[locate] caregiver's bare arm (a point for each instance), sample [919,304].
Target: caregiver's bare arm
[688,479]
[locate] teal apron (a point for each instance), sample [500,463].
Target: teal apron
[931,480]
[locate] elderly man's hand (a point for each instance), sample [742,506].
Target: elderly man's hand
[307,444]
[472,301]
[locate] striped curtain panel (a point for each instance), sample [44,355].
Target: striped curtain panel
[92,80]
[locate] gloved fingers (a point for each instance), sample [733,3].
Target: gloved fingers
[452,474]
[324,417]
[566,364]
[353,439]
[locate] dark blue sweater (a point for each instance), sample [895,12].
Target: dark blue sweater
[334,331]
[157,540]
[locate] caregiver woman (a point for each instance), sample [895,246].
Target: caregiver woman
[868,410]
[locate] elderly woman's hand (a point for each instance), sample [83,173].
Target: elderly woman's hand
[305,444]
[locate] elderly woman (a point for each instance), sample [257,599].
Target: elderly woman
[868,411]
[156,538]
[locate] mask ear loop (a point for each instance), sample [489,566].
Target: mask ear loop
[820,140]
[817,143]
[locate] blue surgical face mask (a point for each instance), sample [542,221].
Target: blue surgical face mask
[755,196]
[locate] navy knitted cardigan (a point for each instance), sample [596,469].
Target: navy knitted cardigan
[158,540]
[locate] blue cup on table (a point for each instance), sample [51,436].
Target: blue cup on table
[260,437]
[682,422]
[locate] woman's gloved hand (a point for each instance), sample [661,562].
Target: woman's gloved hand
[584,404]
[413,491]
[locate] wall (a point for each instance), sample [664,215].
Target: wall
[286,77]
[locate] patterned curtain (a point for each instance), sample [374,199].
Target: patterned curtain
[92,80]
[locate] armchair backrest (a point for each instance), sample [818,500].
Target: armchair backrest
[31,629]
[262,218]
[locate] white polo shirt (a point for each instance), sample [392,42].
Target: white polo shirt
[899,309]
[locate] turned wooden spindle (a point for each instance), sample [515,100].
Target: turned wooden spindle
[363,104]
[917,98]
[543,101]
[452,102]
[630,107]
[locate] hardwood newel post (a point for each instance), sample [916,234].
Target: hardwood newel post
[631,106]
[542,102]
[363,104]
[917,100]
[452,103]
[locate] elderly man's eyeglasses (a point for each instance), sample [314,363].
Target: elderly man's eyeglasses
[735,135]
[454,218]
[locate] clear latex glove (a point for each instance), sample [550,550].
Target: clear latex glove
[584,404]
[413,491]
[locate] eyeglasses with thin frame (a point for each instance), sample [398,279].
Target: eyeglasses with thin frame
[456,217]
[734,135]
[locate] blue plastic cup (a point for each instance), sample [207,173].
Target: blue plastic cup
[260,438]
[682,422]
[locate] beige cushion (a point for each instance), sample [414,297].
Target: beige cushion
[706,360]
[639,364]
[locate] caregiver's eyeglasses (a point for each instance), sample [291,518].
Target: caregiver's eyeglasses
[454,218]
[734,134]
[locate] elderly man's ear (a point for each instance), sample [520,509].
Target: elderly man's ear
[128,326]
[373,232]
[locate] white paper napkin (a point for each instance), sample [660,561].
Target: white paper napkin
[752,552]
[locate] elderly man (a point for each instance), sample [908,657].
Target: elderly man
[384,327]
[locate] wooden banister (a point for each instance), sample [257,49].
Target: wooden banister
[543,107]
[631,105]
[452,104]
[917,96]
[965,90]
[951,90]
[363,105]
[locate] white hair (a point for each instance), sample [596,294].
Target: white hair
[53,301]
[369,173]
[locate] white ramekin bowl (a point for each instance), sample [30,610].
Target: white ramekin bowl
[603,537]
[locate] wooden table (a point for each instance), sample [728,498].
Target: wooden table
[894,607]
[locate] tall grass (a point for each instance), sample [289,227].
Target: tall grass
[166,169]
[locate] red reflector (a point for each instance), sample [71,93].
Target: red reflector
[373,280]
● ● ● ● ●
▶ WRITTEN INSTRUCTION
Reproduce word for word the lines of the entries above, starting with the line that contains "[locate] white paper" and going on through the final line of the entries, both included.

▶ PROBLEM SOLUTION
[locate] white paper napkin (a point for each instance), sample [660,561].
Target: white paper napkin
[752,552]
[locate] elderly man (a point for each instance), sample [908,657].
Target: elderly man
[384,327]
[locate] wooden banister (a point for each instance), sample [257,49].
Target: wooden banister
[543,107]
[631,105]
[452,104]
[917,96]
[965,90]
[951,90]
[363,105]
[locate] white hair (a point for each instance), sample [596,294].
Target: white hair
[53,301]
[369,173]
[locate] white ramekin bowl (a point for each instance), sample [30,610].
Target: white ramekin bowl
[603,537]
[locate] wooden table (a point for each instance), sample [728,498].
Target: wooden table
[894,607]
[locate] tall grass (a point for each instance), sample [289,227].
Target: tall grass
[166,169]
[locate] red reflector (a point for each instance), sample [71,93].
Target: red reflector
[373,280]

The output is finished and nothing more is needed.